# Assignment:
Number of lines below with "outline": work it out and reply with that number only.

# Data supplied:
◇ ◇ ◇ ◇ ◇ ◇ ◇

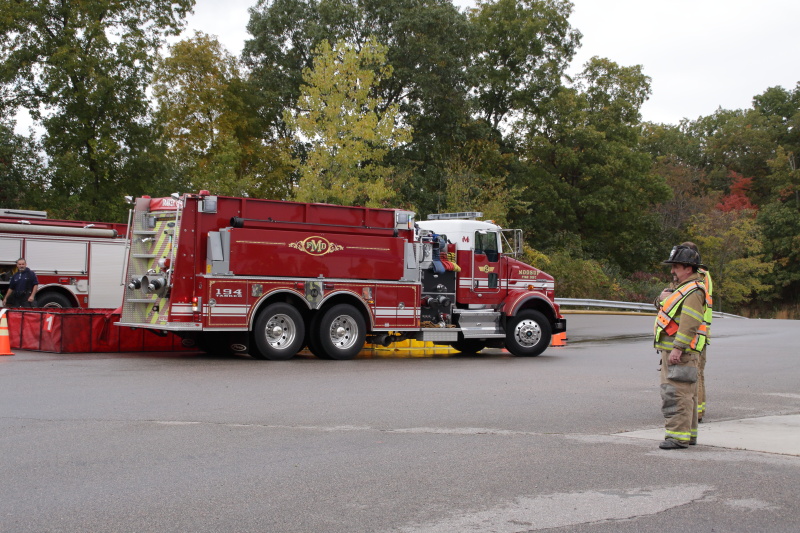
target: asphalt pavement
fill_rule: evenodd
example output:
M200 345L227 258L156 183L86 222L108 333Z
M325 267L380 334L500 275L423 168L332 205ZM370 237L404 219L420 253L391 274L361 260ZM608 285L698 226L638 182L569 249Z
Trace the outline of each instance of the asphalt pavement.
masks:
M716 319L663 451L653 317L535 358L0 358L2 532L798 531L800 323Z

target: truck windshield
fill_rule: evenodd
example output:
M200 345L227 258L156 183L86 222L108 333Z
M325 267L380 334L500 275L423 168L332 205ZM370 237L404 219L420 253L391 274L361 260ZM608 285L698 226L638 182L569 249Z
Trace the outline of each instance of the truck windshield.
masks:
M496 262L500 253L497 248L497 232L476 231L475 253L486 254L486 259L492 263Z

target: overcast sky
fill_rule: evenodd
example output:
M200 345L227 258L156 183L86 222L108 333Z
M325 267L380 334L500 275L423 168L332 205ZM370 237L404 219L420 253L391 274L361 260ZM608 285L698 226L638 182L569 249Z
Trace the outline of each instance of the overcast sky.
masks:
M386 0L391 1L391 0ZM572 0L573 28L583 34L570 72L592 56L642 65L652 95L642 118L677 124L718 108L744 109L769 87L800 81L800 0ZM463 8L474 0L455 0ZM248 8L256 0L197 0L182 37L216 35L239 55L251 36ZM17 131L30 125L17 116Z
M391 0L387 0L391 1ZM238 55L256 0L197 0L189 30L216 35ZM456 5L472 6L471 0ZM742 109L767 88L800 81L798 0L573 0L583 33L571 71L592 56L642 65L653 94L644 120L677 124L719 107Z

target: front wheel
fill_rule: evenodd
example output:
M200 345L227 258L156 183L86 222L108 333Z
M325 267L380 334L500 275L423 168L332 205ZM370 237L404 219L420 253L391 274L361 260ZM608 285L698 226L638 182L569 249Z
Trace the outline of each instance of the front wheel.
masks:
M253 337L258 349L257 359L291 359L303 347L303 316L286 303L269 305L258 315Z
M61 293L46 292L44 294L37 294L34 297L36 307L56 308L56 309L69 309L74 307L72 302Z
M506 349L514 355L536 357L550 346L550 322L539 311L526 309L508 319Z
M367 326L361 313L348 304L334 305L317 322L316 348L331 359L352 359L367 338Z

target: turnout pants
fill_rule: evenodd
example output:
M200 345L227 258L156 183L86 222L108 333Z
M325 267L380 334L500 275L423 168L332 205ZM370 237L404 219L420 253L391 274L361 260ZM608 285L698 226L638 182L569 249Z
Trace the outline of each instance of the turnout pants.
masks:
M661 350L661 412L665 439L688 446L697 439L698 354L684 352L677 365L669 363L669 352Z

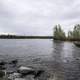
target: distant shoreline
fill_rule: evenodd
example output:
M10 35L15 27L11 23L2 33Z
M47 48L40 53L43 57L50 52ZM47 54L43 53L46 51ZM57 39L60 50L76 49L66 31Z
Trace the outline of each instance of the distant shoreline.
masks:
M53 36L0 35L0 39L53 39Z
M0 35L0 39L53 39L54 41L80 41L79 39L55 39L54 36L20 36L20 35Z

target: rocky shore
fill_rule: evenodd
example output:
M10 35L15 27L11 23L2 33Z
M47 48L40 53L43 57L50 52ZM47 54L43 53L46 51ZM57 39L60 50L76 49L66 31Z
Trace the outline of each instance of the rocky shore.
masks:
M0 61L0 80L53 80L45 79L45 73L43 69L19 65L17 59Z

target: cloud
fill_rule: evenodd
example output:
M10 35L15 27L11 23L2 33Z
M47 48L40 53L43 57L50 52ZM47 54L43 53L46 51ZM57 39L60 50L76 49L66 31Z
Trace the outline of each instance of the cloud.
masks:
M55 24L67 32L79 14L79 0L0 0L0 32L52 35Z

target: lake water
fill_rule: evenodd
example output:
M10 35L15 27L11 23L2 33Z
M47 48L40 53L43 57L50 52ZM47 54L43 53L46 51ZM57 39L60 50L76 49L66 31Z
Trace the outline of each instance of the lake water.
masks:
M46 71L40 80L80 80L80 48L52 39L1 39L0 60Z

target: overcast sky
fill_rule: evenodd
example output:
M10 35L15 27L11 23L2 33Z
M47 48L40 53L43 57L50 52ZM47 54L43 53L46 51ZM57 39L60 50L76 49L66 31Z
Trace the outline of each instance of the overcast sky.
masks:
M80 0L0 0L0 33L52 35L80 23Z

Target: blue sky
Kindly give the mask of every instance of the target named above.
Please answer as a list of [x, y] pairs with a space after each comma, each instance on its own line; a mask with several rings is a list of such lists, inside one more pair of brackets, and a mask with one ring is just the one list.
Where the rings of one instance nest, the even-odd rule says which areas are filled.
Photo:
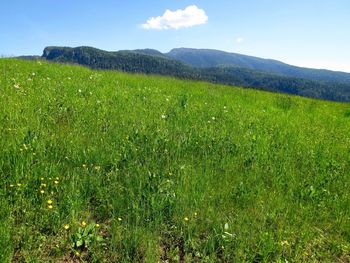
[[0, 54], [213, 48], [350, 72], [349, 13], [349, 0], [1, 0]]

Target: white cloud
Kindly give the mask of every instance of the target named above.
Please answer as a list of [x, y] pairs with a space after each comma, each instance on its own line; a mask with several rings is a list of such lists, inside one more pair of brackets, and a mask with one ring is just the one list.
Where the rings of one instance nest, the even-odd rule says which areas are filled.
[[166, 10], [162, 16], [151, 17], [142, 24], [144, 29], [179, 29], [205, 24], [208, 16], [203, 9], [190, 5], [176, 11]]
[[236, 38], [236, 42], [237, 42], [238, 44], [242, 43], [243, 40], [244, 40], [243, 37], [237, 37], [237, 38]]

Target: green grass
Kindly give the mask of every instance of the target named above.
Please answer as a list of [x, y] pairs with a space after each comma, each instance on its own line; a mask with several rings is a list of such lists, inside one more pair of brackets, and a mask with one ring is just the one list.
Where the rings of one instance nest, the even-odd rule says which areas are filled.
[[0, 262], [348, 262], [349, 112], [1, 59]]

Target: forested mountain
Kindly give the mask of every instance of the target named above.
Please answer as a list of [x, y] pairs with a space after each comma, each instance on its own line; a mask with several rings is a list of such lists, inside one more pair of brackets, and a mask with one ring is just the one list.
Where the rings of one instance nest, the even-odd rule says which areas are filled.
[[[108, 52], [92, 47], [47, 47], [43, 58], [57, 62], [86, 65], [94, 69], [114, 69], [126, 72], [170, 75], [183, 78], [195, 78], [191, 66], [164, 58], [159, 55], [146, 55], [147, 51]], [[160, 53], [161, 54], [161, 53]]]
[[176, 48], [166, 55], [186, 62], [194, 67], [207, 68], [220, 65], [238, 66], [268, 73], [283, 74], [289, 77], [350, 83], [350, 73], [296, 67], [277, 60], [228, 53], [213, 49]]
[[[173, 50], [170, 53], [174, 55], [174, 52]], [[248, 60], [245, 62], [241, 60], [240, 65], [233, 66], [230, 65], [230, 63], [226, 63], [229, 60], [223, 57], [221, 64], [227, 64], [228, 66], [217, 65], [203, 67], [203, 64], [202, 66], [193, 67], [183, 61], [172, 58], [169, 53], [166, 56], [152, 49], [108, 52], [91, 47], [47, 47], [42, 57], [50, 61], [77, 63], [94, 69], [169, 75], [185, 79], [204, 80], [313, 98], [350, 101], [350, 82], [315, 81], [290, 77], [286, 74], [271, 73], [267, 72], [267, 70], [258, 71], [251, 69], [254, 64], [253, 61], [256, 62], [254, 65], [259, 65], [259, 63], [260, 65], [263, 64], [259, 62], [263, 59], [259, 58], [252, 58], [250, 60], [251, 64], [248, 63]], [[210, 60], [209, 58], [203, 57], [202, 61], [206, 63], [205, 65], [212, 65], [216, 63], [215, 61], [218, 62], [219, 58]], [[283, 63], [272, 61], [271, 67], [268, 69], [277, 67], [279, 64]]]

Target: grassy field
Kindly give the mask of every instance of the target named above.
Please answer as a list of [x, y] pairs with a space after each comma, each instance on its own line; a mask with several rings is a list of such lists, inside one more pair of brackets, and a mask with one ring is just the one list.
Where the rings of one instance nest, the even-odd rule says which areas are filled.
[[0, 262], [349, 262], [350, 106], [0, 60]]

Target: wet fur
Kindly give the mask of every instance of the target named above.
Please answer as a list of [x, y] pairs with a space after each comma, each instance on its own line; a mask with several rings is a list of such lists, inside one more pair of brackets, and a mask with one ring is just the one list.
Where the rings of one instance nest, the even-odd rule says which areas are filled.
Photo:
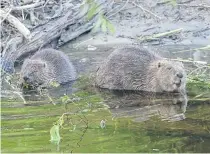
[[[169, 70], [170, 68], [170, 70]], [[181, 86], [173, 84], [182, 73]], [[186, 73], [181, 62], [165, 60], [134, 46], [113, 51], [96, 72], [96, 86], [116, 90], [184, 92]]]
[[76, 79], [76, 71], [67, 55], [54, 49], [44, 49], [26, 59], [21, 68], [21, 80], [30, 85], [48, 87], [53, 81], [62, 84]]

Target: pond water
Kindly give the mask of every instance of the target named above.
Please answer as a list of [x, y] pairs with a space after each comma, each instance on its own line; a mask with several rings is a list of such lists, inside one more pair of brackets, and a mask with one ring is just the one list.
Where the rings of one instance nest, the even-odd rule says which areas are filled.
[[[90, 74], [112, 48], [64, 46], [80, 78], [49, 90], [52, 103], [46, 96], [27, 96], [25, 105], [2, 98], [2, 152], [210, 152], [209, 89], [190, 85], [188, 96], [96, 89]], [[210, 63], [210, 52], [160, 48], [165, 57]], [[185, 66], [188, 73], [194, 69], [191, 62]]]

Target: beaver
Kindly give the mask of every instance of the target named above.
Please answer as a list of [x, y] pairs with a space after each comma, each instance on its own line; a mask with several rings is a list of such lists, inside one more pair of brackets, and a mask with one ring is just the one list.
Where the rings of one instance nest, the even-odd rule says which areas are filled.
[[76, 80], [76, 71], [67, 55], [54, 49], [43, 49], [23, 62], [20, 77], [22, 83], [34, 87], [49, 87]]
[[95, 85], [113, 90], [185, 93], [186, 72], [181, 62], [127, 46], [114, 50], [99, 66]]

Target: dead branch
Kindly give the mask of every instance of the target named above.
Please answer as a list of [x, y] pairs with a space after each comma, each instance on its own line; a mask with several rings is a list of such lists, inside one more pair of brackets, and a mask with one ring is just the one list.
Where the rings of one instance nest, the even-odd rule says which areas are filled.
[[45, 3], [44, 1], [41, 1], [41, 2], [34, 3], [34, 4], [23, 5], [23, 6], [16, 6], [16, 7], [12, 7], [12, 10], [32, 9], [32, 8], [36, 8], [36, 7], [42, 6], [44, 3]]
[[3, 95], [16, 94], [16, 95], [18, 95], [18, 96], [22, 99], [23, 103], [24, 103], [24, 104], [26, 104], [26, 100], [24, 99], [24, 97], [23, 97], [22, 93], [21, 93], [21, 92], [19, 92], [19, 91], [13, 91], [13, 90], [3, 90], [1, 93], [2, 93]]
[[9, 23], [17, 28], [18, 31], [23, 34], [26, 39], [30, 39], [30, 31], [16, 17], [8, 14], [3, 9], [0, 10], [0, 17], [5, 18]]
[[22, 43], [23, 41], [23, 37], [15, 37], [12, 38], [8, 41], [8, 43], [6, 44], [3, 52], [2, 52], [2, 56], [4, 57], [6, 55], [6, 52], [8, 50], [15, 52], [15, 50], [17, 49], [17, 46]]
[[185, 6], [185, 7], [210, 8], [210, 5], [206, 5], [206, 4], [199, 4], [199, 5], [177, 4], [177, 5], [178, 6]]
[[[24, 19], [29, 20], [29, 22], [31, 21], [31, 25], [29, 25], [29, 27], [33, 28], [30, 34], [31, 38], [30, 40], [23, 40], [19, 44], [17, 44], [18, 41], [13, 41], [12, 43], [10, 43], [13, 44], [13, 46], [11, 46], [12, 48], [9, 47], [4, 49], [2, 69], [6, 72], [12, 73], [14, 70], [15, 61], [17, 59], [20, 60], [23, 55], [27, 56], [41, 48], [44, 48], [49, 43], [55, 40], [55, 42], [58, 42], [58, 44], [56, 44], [55, 46], [61, 46], [66, 42], [69, 42], [70, 40], [80, 36], [81, 34], [90, 31], [93, 28], [94, 23], [98, 19], [98, 14], [110, 12], [110, 10], [112, 10], [111, 7], [107, 8], [108, 5], [110, 6], [110, 4], [112, 4], [112, 0], [97, 1], [99, 9], [97, 10], [97, 12], [95, 12], [95, 15], [90, 20], [87, 20], [87, 13], [90, 9], [89, 7], [91, 6], [85, 5], [85, 7], [83, 7], [83, 9], [81, 10], [81, 6], [83, 3], [78, 3], [77, 0], [74, 0], [74, 3], [76, 3], [77, 5], [73, 5], [74, 3], [71, 3], [69, 1], [64, 3], [63, 1], [59, 1], [59, 3], [56, 3], [55, 5], [60, 6], [60, 9], [54, 11], [55, 14], [53, 15], [53, 17], [50, 18], [46, 18], [47, 14], [45, 14], [45, 12], [50, 12], [50, 9], [52, 7], [49, 2], [46, 2], [47, 4], [45, 8], [43, 8], [42, 6], [42, 8], [35, 10], [31, 7], [31, 13], [30, 11], [24, 11], [26, 15], [30, 16], [29, 19]], [[28, 6], [32, 6], [32, 4]], [[11, 14], [9, 15], [12, 16]], [[32, 26], [34, 22], [34, 17], [36, 18], [35, 20], [37, 20], [38, 23], [36, 27]], [[28, 24], [28, 21], [26, 21], [26, 24]], [[13, 39], [15, 40], [18, 34], [13, 36]]]
[[129, 3], [129, 1], [130, 1], [130, 0], [126, 0], [126, 2], [125, 2], [125, 4], [123, 5], [123, 7], [121, 7], [117, 12], [115, 12], [115, 13], [113, 13], [113, 14], [111, 14], [111, 15], [108, 15], [108, 18], [110, 18], [110, 17], [116, 15], [117, 13], [119, 13], [120, 11], [122, 11], [122, 10], [126, 7], [126, 5]]
[[156, 18], [158, 18], [158, 19], [161, 19], [161, 17], [160, 17], [160, 16], [158, 16], [158, 15], [154, 14], [153, 12], [151, 12], [151, 11], [149, 11], [149, 10], [145, 9], [145, 8], [143, 8], [142, 6], [140, 6], [140, 5], [136, 4], [135, 2], [131, 2], [131, 3], [132, 3], [133, 5], [135, 5], [136, 7], [140, 8], [142, 11], [147, 12], [147, 13], [149, 13], [149, 14], [153, 15], [154, 17], [156, 17]]

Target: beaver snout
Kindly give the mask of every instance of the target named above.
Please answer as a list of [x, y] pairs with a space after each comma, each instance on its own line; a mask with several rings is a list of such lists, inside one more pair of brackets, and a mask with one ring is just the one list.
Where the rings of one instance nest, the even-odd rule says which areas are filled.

◇ ◇ ◇ ◇ ◇ ◇ ◇

# Exercise response:
10